EXERCISE GOAL » Copy each of the rows below character for character, without changing anything.

Rows from a data source
## Start

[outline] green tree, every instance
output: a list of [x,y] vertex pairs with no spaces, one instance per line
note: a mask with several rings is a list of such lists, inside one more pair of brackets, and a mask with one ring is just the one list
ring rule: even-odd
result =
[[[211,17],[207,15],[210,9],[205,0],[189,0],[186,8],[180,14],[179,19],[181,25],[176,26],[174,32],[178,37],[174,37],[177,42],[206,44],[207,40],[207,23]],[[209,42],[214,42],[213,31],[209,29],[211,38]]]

## End

ANSWER TO THE PROBLEM »
[outline] green tree, every instance
output: a list of [x,y] vertex pairs with no spaces, one instance per line
note: a mask with several rings is a list of such lists, inside one more pair of brackets, and a mask with one ring is just the one list
ring rule: even-odd
result =
[[[211,17],[207,15],[210,9],[205,0],[189,0],[186,8],[180,14],[179,19],[181,25],[176,26],[174,32],[178,37],[174,37],[177,42],[206,44],[207,40],[207,23]],[[209,42],[214,42],[213,31],[209,29],[211,38]]]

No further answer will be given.